* Goal of the exercise: Below is a listing; reproduce each line of it exactly.

* Material shown:
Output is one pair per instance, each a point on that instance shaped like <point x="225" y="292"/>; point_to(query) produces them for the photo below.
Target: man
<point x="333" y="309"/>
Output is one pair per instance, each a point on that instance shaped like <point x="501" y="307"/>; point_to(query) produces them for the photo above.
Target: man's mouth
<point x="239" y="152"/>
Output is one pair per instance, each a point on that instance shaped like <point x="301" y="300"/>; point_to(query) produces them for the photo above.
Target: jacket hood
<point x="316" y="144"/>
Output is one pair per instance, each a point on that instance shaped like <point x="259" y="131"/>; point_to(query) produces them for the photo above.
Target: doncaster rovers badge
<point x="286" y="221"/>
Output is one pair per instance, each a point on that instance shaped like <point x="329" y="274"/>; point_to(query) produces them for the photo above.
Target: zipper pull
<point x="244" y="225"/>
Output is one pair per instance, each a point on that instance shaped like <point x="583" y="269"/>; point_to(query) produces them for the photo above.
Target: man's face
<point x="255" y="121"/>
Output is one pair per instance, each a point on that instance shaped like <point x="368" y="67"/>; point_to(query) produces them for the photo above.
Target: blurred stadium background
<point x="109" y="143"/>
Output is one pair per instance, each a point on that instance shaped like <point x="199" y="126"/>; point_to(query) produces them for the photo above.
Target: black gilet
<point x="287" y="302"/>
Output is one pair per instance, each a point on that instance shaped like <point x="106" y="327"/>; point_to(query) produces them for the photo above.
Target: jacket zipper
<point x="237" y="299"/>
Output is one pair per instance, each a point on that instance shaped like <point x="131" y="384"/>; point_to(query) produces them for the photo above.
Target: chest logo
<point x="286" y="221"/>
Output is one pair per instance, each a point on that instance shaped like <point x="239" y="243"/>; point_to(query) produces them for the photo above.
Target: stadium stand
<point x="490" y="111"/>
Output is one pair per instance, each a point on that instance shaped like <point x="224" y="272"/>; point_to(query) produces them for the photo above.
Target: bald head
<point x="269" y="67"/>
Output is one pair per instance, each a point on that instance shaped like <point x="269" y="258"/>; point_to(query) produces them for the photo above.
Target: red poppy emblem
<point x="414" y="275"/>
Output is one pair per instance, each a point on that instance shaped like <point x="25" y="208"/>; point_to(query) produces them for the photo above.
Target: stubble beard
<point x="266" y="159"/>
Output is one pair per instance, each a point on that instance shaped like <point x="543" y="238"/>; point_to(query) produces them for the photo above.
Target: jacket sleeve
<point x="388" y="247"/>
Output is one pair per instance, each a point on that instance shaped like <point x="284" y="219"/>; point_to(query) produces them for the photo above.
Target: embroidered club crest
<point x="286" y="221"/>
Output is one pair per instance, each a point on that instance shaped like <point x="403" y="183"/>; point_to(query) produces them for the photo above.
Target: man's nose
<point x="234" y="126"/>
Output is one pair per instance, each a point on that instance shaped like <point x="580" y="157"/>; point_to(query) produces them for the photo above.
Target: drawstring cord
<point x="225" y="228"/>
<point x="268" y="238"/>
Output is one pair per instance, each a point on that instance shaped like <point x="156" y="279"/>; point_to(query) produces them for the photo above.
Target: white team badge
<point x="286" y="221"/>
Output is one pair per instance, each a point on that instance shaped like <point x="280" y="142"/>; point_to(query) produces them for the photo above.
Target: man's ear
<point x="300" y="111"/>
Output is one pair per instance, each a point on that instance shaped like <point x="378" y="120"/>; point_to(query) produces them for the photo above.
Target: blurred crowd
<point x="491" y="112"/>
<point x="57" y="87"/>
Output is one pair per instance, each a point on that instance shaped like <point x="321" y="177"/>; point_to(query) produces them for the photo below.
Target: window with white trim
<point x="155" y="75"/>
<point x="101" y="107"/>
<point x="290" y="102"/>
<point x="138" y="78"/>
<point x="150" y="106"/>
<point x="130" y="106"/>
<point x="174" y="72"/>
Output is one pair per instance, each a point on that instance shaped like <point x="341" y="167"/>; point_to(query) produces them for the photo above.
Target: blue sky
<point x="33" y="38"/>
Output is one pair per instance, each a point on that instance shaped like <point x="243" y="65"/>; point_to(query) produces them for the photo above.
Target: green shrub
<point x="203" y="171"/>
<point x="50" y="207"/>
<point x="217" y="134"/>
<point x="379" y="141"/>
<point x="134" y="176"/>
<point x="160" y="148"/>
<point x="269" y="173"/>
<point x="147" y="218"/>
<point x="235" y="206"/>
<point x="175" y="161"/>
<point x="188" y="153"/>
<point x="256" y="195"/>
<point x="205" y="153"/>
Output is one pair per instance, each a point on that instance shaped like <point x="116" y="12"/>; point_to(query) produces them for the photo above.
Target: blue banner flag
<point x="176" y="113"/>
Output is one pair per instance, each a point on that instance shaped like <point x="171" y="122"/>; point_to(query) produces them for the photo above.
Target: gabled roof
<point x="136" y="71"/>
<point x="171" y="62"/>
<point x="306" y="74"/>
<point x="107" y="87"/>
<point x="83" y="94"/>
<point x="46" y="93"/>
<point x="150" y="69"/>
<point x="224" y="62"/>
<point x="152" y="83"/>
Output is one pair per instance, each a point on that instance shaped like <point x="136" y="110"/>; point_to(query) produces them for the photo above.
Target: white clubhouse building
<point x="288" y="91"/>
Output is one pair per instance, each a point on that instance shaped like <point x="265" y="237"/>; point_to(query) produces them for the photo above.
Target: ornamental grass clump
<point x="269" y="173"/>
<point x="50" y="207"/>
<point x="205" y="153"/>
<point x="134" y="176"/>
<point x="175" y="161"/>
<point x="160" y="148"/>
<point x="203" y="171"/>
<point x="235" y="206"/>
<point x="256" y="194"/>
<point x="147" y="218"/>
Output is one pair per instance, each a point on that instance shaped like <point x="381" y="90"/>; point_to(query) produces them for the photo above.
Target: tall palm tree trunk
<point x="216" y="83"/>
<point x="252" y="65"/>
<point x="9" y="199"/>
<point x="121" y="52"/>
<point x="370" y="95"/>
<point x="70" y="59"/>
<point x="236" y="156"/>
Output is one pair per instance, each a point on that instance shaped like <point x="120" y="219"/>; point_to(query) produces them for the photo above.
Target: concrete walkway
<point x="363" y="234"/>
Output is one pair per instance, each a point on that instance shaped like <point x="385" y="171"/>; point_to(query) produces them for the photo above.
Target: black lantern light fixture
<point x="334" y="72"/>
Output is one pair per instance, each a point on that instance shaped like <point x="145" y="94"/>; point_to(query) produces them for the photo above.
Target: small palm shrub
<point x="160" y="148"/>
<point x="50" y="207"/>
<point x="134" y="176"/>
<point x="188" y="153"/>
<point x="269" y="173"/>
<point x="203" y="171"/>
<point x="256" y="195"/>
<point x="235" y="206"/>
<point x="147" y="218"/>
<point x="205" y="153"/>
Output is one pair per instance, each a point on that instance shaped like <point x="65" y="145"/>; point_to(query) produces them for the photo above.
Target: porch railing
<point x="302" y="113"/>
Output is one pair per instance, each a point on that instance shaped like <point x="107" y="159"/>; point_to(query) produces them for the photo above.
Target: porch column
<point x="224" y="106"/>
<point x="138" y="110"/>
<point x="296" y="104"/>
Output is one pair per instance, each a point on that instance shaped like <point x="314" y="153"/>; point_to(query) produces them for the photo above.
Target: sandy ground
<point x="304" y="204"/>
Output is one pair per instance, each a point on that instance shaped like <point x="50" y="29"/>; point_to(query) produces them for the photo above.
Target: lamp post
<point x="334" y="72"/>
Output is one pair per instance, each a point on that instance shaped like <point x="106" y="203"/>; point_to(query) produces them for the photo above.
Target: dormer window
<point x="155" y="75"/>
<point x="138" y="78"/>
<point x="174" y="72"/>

* Exercise solution:
Output is one pair per instance, each a point on that instance shaped like <point x="225" y="292"/>; point_to(query) produces them for the photo below.
Target: man
<point x="333" y="309"/>
Output is one pair per instance, each a point on that instance shaped like <point x="501" y="307"/>; point_to(query) produces them for the photo above.
Target: man's mouth
<point x="239" y="152"/>
Output is one pair per instance, each a point on that instance shaped like <point x="301" y="300"/>; point_to(query) produces them for the photo above.
Target: jacket hood
<point x="316" y="144"/>
Output is one pair per instance, each a point on that instance shaped like <point x="259" y="131"/>; point_to(query) produces them for the photo above.
Target: doncaster rovers badge
<point x="286" y="221"/>
Output is one pair per instance, each a point on that instance shaped like <point x="329" y="274"/>; point_to(query) produces them for the photo above.
Target: zipper pull
<point x="244" y="225"/>
Output is one pair per instance, each a point on that instance shaped like <point x="583" y="269"/>; point_to(query) produces them for the photo above.
Target: man's face
<point x="255" y="121"/>
Output is one pair per instance, each a point on that instance shaped like <point x="368" y="67"/>; point_to(query) produces them for the photo above.
Target: blurred stadium background
<point x="109" y="143"/>
Output is one pair per instance, each a point on that instance shaped like <point x="199" y="126"/>; point_to(query) produces them for the photo above.
Target: black gilet
<point x="287" y="302"/>
Output is one pair per instance, each a point on that instance shaped like <point x="106" y="327"/>; point_to(query) produces them for the photo above.
Target: jacket zipper
<point x="237" y="299"/>
Output is one pair per instance, each a point on that instance shaped like <point x="131" y="384"/>; point_to(query) produces them for the photo above.
Target: chest logo
<point x="286" y="221"/>
Output is one pair per instance, each a point on that instance shaped like <point x="239" y="243"/>; point_to(query) produces them for the photo above.
Target: stadium stand
<point x="490" y="111"/>
Output is one pair per instance, each a point on that instance shaped like <point x="224" y="272"/>; point_to(query) produces them for the photo above.
Target: bald head
<point x="269" y="67"/>
Output is one pair per instance, each a point on that instance shaped like <point x="269" y="258"/>; point_to(query) produces them for the photo above.
Target: red poppy emblem
<point x="414" y="275"/>
Output is one pair per instance, each a point on that instance shaped like <point x="25" y="208"/>; point_to(query) produces them for the photo above.
Target: stubble beard
<point x="266" y="159"/>
Output is one pair per instance, each a point on that instance shaped like <point x="543" y="238"/>; point_to(query) produces them for the photo above.
Target: jacket sleeve
<point x="388" y="247"/>
Output is one pair per instance, each a point on that instance shaped like <point x="284" y="219"/>; point_to(query) produces them for the photo above.
Target: embroidered club crest
<point x="286" y="221"/>
Output is one pair per instance, each a point on that instance shaped like <point x="403" y="183"/>; point_to(query) produces them for the photo above.
Target: man's nose
<point x="234" y="126"/>
Output is one pair per instance, each a point on that instance shaped like <point x="580" y="157"/>; point_to(query) produces them for the photo above.
Target: drawstring cord
<point x="225" y="228"/>
<point x="268" y="238"/>
Output is one pair per instance, each a point on that instance shaped like <point x="156" y="279"/>; point_to(query) produces them for the photo above.
Target: white team badge
<point x="286" y="221"/>
Output is one pair per instance, each a point on that instance shaped like <point x="280" y="142"/>; point_to(query) produces them for the photo above.
Target: man's ear
<point x="300" y="111"/>
Output is one pair per instance, each a point on that instance shaped like <point x="378" y="120"/>; point_to(query) produces them for the photo above.
Target: blurred crowd
<point x="491" y="112"/>
<point x="57" y="87"/>
Output is one pair per instance, each a point on that instance shaped like <point x="321" y="177"/>; point_to(query) produces them for the photo below.
Target: window with white trim
<point x="155" y="75"/>
<point x="101" y="107"/>
<point x="290" y="102"/>
<point x="138" y="78"/>
<point x="150" y="106"/>
<point x="130" y="106"/>
<point x="174" y="72"/>
Output is one pair per instance, each a point on that instance shaped like <point x="341" y="167"/>; point_to(query) produces them for the photo above.
Target: blue sky
<point x="33" y="38"/>
Output is one pair per instance, each a point on that instance shaped like <point x="243" y="65"/>; point_to(query) produces them for the photo above.
Target: green shrub
<point x="203" y="171"/>
<point x="50" y="207"/>
<point x="217" y="134"/>
<point x="379" y="141"/>
<point x="134" y="176"/>
<point x="160" y="148"/>
<point x="269" y="173"/>
<point x="147" y="218"/>
<point x="235" y="206"/>
<point x="175" y="161"/>
<point x="188" y="153"/>
<point x="256" y="195"/>
<point x="205" y="153"/>
Output is one pair per instance, each a point on that instance shaped like <point x="116" y="12"/>; point_to(query) produces them for the photo above.
Target: blue banner flag
<point x="176" y="113"/>
Output is one pair per instance, each a point on that instance shaped like <point x="171" y="122"/>; point_to(query) produces them for the photo above.
Target: gabled roof
<point x="136" y="71"/>
<point x="171" y="62"/>
<point x="306" y="74"/>
<point x="107" y="87"/>
<point x="83" y="94"/>
<point x="46" y="93"/>
<point x="150" y="69"/>
<point x="224" y="62"/>
<point x="152" y="83"/>
Output is one pair per instance, each a point on that instance shaped like <point x="136" y="110"/>; point_to(query) produces them for the photo above.
Target: white clubhouse building
<point x="288" y="91"/>
Output is one pair per instance, each a point on that instance shaped like <point x="265" y="237"/>; point_to(query) produces them for the photo above.
Target: ornamental grass clump
<point x="269" y="173"/>
<point x="50" y="207"/>
<point x="205" y="153"/>
<point x="134" y="176"/>
<point x="175" y="161"/>
<point x="160" y="148"/>
<point x="203" y="171"/>
<point x="235" y="206"/>
<point x="256" y="194"/>
<point x="147" y="218"/>
Output is one pair per instance, each a point on that instance shaped like <point x="381" y="90"/>; point_to(query) produces them for the photo above.
Target: tall palm tree trunk
<point x="216" y="83"/>
<point x="252" y="65"/>
<point x="9" y="199"/>
<point x="121" y="52"/>
<point x="370" y="95"/>
<point x="70" y="59"/>
<point x="236" y="156"/>
Output is one pair per instance, each a point on that instance shaped like <point x="120" y="219"/>; point_to(query) produces them for the photo above.
Target: concrete walkway
<point x="363" y="234"/>
Output is one pair per instance, each a point on that instance shaped like <point x="385" y="171"/>; point_to(query) produces them for the photo above.
Target: black lantern light fixture
<point x="334" y="72"/>
Output is one pair per instance, each a point on that instance shaped like <point x="145" y="94"/>; point_to(query) produces them for the photo above.
Target: small palm shrub
<point x="160" y="148"/>
<point x="50" y="207"/>
<point x="134" y="176"/>
<point x="188" y="153"/>
<point x="269" y="173"/>
<point x="203" y="171"/>
<point x="256" y="195"/>
<point x="235" y="206"/>
<point x="147" y="218"/>
<point x="205" y="153"/>
Output is one pair per instance, each a point on that instance shaped like <point x="65" y="145"/>; point_to(query) produces them for the photo above.
Target: porch railing
<point x="302" y="113"/>
Output is one pair per instance, each a point on that instance shaped like <point x="107" y="159"/>; point_to(query) produces them for the photo above.
Target: porch column
<point x="224" y="106"/>
<point x="138" y="110"/>
<point x="296" y="104"/>
Output is one pair per instance, each a point on that instance shaped like <point x="314" y="153"/>; point_to(query) produces them for the photo above.
Target: sandy ground
<point x="304" y="204"/>
Output is one pair per instance, each a point on that instance shaped like <point x="50" y="29"/>; point_to(query) produces them for the photo above.
Target: lamp post
<point x="334" y="72"/>
Output is one pair per instance, each a point on that instance shaped like <point x="106" y="203"/>; point_to(query) produces them for the photo above.
Target: dormer window
<point x="155" y="75"/>
<point x="138" y="78"/>
<point x="174" y="72"/>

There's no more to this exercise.